* [Requirement] Summarize the piece on treasury metrics below in two sentences.

[[ Reading text open ]]

T30 2019How to Bring Method to Metrics Madness

The benefits of an Excel workbook and giving treasury ownership of it. 

Treasurers face a major challenge in collecting myriad metrics used to measure treasury’s own performance and provide decision-makers with insights used to make the company more efficient and profitable. Participants at NeuGroup’s T30 2019 H1 meeting in New York discussed the difficulty of satisfying constituents ranging from the C-suite and the board to bondholders, bankers and global business heads—all of whom want different metrics, sometimes to describe the same thing.

The complexity. Led by one of the group’s members, the discussion first addressed the range of metrics used to track just leverage and liquidity. Does the requester want gross or net debt, and if the latter, should all cash or just liquid cash be included? Should interest include bank-fee amortization or not, and should it be accrued interest or interest paid out? And the list goes on. The session leader listed his technology services company’s main treasury metrics, comprising a long list of items under the headings debt compliance, company and accounting.

[[ Reading text closed ]]
[[ Dataset records open ]]

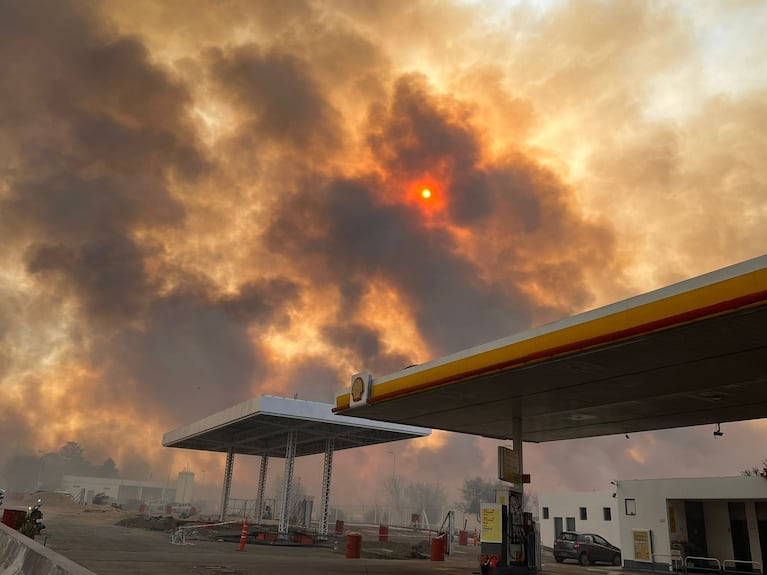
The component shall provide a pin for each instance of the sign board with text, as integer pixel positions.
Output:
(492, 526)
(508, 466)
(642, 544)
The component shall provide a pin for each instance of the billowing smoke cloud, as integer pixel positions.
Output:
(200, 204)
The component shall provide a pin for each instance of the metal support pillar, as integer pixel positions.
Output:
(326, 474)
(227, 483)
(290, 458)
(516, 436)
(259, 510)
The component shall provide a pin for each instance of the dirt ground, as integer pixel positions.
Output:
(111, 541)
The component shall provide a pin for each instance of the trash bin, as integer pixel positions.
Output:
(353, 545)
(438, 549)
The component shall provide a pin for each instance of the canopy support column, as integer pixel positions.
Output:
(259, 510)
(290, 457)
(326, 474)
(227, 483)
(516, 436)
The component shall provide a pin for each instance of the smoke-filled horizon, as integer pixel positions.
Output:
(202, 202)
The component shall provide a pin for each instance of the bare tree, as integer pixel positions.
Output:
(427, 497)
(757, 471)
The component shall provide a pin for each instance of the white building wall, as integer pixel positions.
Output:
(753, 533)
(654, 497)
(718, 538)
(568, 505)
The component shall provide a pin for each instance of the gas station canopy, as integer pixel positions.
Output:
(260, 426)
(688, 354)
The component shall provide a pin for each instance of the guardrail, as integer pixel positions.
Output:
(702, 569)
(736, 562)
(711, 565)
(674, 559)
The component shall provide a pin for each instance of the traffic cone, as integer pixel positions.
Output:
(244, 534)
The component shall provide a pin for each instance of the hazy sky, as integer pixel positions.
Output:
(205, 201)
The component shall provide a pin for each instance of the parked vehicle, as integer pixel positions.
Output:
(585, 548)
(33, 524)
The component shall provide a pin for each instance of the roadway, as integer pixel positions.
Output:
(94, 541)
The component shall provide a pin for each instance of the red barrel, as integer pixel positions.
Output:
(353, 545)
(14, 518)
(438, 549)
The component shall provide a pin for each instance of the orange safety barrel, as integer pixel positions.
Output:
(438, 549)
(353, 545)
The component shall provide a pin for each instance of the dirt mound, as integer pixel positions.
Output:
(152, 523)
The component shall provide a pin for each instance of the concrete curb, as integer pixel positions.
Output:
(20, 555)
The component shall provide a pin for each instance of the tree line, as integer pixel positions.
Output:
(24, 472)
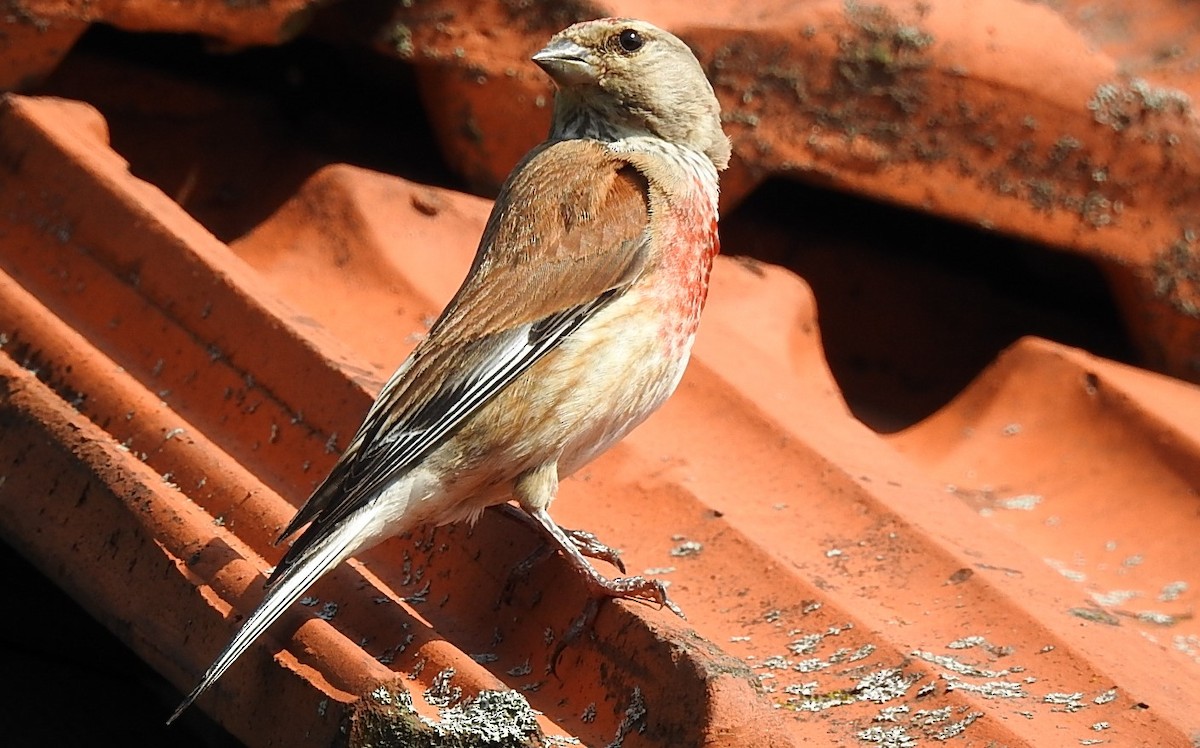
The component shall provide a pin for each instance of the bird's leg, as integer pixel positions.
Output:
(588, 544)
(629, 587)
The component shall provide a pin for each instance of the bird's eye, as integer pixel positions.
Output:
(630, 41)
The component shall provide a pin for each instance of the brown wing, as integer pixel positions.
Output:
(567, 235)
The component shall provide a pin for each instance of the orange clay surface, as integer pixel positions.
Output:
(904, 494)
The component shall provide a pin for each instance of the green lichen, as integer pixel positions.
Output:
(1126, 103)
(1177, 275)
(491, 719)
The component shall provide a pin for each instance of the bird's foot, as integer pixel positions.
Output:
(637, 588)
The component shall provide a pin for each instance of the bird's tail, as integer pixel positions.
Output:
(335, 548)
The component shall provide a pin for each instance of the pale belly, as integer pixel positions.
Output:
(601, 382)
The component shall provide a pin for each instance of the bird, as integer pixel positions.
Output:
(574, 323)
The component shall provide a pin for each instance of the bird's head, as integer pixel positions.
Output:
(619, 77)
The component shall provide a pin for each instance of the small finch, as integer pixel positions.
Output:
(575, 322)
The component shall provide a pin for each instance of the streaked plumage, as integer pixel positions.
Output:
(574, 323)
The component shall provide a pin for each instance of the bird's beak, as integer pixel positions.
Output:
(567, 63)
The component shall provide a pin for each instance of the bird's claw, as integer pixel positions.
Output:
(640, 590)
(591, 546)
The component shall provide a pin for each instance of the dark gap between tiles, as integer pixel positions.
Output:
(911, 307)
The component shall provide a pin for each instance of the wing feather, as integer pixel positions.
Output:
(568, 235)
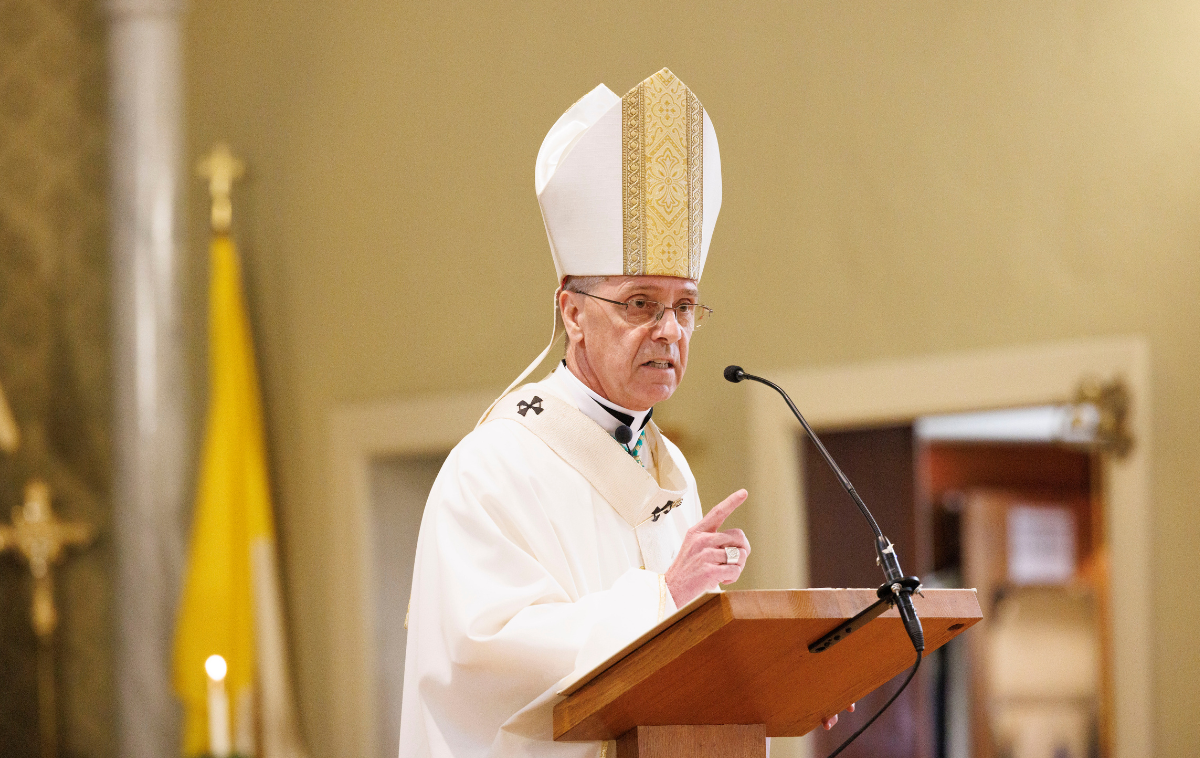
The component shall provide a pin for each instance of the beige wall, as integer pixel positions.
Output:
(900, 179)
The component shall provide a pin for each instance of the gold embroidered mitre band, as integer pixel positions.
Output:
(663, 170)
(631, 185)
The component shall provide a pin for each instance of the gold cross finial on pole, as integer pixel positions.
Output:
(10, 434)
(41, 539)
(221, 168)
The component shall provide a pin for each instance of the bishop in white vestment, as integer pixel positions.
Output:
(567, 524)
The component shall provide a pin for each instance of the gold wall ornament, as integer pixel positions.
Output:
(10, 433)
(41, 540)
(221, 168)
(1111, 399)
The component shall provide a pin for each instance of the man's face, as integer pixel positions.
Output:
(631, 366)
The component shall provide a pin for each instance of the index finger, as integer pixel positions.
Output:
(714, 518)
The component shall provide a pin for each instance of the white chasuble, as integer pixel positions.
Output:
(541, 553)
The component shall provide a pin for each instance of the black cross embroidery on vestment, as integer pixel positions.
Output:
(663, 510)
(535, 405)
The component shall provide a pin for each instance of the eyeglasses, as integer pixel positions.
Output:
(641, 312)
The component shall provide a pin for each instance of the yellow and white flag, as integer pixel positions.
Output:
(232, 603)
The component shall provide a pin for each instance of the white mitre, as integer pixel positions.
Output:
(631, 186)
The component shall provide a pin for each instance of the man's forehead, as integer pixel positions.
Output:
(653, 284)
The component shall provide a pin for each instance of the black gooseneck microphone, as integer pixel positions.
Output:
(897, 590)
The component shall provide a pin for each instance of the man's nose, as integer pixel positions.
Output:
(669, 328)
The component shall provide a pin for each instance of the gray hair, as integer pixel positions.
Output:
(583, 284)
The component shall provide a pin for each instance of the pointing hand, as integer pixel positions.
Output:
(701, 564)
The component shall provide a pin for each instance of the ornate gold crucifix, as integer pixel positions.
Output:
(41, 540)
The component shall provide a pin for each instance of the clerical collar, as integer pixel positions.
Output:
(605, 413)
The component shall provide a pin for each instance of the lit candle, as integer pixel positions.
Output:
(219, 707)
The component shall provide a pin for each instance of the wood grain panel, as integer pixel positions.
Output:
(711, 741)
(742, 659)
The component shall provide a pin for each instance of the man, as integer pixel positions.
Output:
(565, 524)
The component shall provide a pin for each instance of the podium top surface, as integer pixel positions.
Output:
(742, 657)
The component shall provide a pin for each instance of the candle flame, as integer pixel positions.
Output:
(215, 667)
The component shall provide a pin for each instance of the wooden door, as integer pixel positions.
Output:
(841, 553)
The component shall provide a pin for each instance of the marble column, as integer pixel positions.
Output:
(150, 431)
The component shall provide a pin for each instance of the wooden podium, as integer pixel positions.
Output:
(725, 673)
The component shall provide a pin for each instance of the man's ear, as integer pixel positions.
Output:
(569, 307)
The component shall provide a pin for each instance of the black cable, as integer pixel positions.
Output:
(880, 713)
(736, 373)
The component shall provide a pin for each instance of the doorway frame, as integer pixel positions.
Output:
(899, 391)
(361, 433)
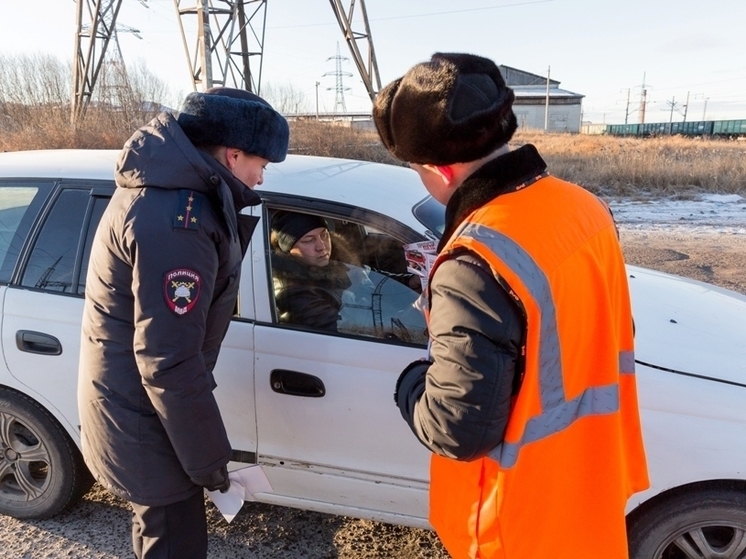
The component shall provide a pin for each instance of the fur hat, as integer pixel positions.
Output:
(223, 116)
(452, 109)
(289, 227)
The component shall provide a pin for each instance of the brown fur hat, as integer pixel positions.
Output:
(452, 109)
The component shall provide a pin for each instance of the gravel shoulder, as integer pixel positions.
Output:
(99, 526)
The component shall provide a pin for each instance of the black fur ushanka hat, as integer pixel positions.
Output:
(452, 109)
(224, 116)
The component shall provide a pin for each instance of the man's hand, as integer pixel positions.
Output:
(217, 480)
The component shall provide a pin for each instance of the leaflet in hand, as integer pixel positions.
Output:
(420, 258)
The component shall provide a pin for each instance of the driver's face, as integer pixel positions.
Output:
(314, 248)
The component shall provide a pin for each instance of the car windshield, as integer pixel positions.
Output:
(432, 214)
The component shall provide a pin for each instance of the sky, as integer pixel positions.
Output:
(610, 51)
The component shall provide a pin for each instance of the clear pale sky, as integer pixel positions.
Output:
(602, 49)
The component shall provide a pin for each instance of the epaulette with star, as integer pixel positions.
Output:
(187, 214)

[[ Dataset records closed ]]

* [The answer] Treasurers struggle to collect the many metrics used to measure treasury's own performance and to give decision-makers insights, and participants at NeuGroup's T30 2019 H1 meeting in New York discussed how hard it is to satisfy constituents who each want different metrics. A member-led discussion showed how complex even leverage and liquidity metrics are, with choices such as gross versus net debt and how to count interest, and the session leader listed his technology services company's main treasury metrics under the headings debt compliance, company and accounting.